### YOUR OBJECTIVE:
Count how many lines of the data below contain the string "slice". Reply with the number alone.

### RAW DATA:
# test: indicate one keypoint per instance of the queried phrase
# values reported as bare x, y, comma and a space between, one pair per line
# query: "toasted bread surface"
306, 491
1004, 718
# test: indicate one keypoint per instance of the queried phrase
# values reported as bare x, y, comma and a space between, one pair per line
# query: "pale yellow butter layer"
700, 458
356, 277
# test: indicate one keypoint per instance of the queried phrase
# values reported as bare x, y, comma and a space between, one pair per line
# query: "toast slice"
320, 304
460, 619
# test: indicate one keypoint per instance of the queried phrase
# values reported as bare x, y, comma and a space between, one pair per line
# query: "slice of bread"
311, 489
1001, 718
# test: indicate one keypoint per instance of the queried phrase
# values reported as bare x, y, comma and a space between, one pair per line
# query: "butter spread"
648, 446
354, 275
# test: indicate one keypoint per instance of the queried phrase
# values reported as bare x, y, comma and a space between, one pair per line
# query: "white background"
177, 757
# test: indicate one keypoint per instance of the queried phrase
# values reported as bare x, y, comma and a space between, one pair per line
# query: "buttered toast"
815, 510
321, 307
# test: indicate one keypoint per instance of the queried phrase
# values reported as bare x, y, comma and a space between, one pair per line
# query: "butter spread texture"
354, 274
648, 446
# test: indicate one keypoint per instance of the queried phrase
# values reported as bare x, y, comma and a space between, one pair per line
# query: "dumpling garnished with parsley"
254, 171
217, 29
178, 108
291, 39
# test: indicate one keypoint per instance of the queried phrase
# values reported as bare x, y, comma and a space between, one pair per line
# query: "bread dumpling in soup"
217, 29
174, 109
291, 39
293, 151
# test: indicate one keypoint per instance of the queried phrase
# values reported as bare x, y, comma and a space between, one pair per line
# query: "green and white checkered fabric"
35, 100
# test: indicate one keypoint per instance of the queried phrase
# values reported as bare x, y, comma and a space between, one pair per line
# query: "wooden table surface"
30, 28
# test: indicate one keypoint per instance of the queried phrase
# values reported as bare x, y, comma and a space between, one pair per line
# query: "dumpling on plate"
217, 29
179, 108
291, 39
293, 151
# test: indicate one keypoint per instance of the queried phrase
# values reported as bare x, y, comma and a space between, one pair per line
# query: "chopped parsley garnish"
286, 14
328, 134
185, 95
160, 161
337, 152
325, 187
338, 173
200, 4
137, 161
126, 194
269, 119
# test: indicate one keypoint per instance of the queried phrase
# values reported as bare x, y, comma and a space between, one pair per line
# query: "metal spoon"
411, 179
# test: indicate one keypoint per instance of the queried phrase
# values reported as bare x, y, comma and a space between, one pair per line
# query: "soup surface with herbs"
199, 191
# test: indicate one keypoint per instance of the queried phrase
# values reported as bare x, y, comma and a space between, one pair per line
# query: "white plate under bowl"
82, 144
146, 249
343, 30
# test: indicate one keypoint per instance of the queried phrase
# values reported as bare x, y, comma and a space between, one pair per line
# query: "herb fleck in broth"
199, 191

### EXERCISE SOLUTION:
2